__ROWS__:

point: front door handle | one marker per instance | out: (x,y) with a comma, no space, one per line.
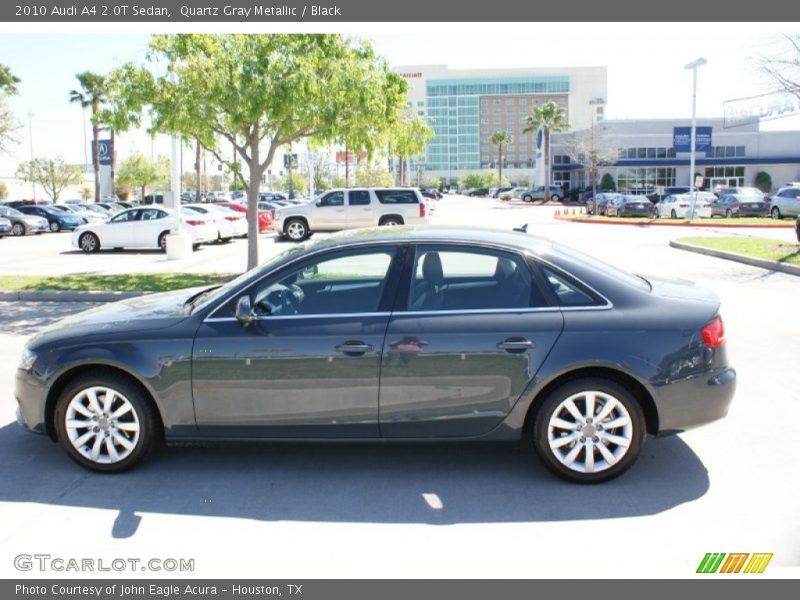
(515,345)
(354,348)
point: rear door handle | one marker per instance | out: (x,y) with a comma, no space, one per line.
(515,345)
(354,348)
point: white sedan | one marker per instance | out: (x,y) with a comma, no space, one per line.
(142,228)
(229,223)
(679,206)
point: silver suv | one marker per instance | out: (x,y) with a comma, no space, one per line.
(786,203)
(351,208)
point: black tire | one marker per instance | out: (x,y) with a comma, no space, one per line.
(296,229)
(626,457)
(89,242)
(150,430)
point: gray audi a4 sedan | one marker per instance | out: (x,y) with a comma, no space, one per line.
(398,334)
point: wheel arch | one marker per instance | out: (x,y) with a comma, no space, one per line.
(70,374)
(626,380)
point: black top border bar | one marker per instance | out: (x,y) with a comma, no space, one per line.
(443,11)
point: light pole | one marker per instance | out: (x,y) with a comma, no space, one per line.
(594,103)
(693,66)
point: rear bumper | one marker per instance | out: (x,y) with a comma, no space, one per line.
(695,401)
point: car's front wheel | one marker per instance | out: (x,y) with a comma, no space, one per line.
(105,423)
(589,430)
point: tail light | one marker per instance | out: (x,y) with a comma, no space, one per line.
(713,334)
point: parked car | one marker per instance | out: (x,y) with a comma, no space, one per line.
(146,227)
(88,215)
(679,206)
(264,216)
(228,222)
(600,206)
(413,334)
(630,206)
(22,224)
(56,219)
(785,203)
(740,205)
(537,193)
(351,208)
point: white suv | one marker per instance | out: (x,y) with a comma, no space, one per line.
(351,208)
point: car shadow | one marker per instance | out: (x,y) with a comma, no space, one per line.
(354,483)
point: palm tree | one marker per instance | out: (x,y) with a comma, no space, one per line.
(500,138)
(92,94)
(550,117)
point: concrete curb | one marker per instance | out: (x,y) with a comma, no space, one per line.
(665,223)
(66,296)
(741,258)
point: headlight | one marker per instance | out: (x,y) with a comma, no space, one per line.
(27,360)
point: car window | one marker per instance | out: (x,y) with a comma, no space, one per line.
(332,199)
(350,282)
(358,197)
(448,278)
(396,196)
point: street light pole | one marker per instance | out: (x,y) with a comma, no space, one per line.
(693,66)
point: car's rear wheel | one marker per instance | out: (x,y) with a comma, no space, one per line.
(589,430)
(89,243)
(296,230)
(105,423)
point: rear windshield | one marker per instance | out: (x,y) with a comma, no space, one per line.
(396,196)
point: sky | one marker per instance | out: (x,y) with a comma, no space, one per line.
(646,75)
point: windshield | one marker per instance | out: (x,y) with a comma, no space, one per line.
(214,294)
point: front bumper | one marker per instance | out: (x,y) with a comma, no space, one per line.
(695,401)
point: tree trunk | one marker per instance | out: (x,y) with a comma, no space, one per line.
(197,169)
(96,153)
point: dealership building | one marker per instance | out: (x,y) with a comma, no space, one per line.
(655,152)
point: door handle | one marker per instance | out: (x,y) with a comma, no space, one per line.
(515,345)
(354,348)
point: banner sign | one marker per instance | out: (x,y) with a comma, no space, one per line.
(682,139)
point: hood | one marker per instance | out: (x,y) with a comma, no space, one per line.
(143,313)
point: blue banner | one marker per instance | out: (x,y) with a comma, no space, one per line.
(682,139)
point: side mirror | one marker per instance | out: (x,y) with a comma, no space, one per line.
(243,312)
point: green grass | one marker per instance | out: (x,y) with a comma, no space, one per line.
(710,222)
(131,282)
(777,250)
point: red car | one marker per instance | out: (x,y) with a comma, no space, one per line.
(264,216)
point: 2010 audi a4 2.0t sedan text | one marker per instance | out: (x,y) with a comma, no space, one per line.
(391,334)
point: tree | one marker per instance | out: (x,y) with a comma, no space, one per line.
(256,93)
(607,183)
(373,176)
(8,124)
(551,118)
(139,171)
(92,94)
(500,138)
(763,181)
(53,174)
(406,138)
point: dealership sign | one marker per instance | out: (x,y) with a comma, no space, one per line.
(682,139)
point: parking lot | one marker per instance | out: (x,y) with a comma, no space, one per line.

__SHORT TASK__: Give again the lines of the listing from the one holding "point: door handle" through the end of the listing, inclusive, renaming "marker" to "dot" and leaving everything else unchanged.

__ANSWER TO THE PROBLEM__:
point: door handle | one dot per instance | out: (x,y) with a comma, no space, one per line.
(515,345)
(354,348)
point: banner sign | one dot per instance | out: (x,y) with a comma, no space, one per line.
(682,139)
point: hood | one dot per instance | out: (x,y) with a comma, no space, one per line.
(143,313)
point: blue banner | one dot per instance | out: (x,y) with a comma, no space, one per line.
(682,139)
point: side mirror | one dot per instance | out: (x,y) with a comma, no space, one per line.
(243,312)
point: green grass | one dot per instance | out: (x,y) with a comma, no space, one per line.
(710,222)
(131,282)
(777,250)
point: red car | one dot per instance | out: (x,y) with a comma, no space, one per line.
(264,216)
point: 2010 audi a4 2.0t sedan text | one dot per instance | out: (x,y) with a comma, no space, one per line.
(391,334)
point: tree | one dot per instance | out: (x,y) with a comma, no space, one per line.
(256,93)
(607,183)
(373,176)
(8,124)
(551,118)
(139,171)
(92,94)
(500,138)
(763,181)
(53,174)
(406,138)
point: dealership sign | one dot per instance | out: (x,y) with a comma, no space, one per line.
(682,139)
point: parking lot | one dot per instance | out: (x,y) with a comma, no space, one per line.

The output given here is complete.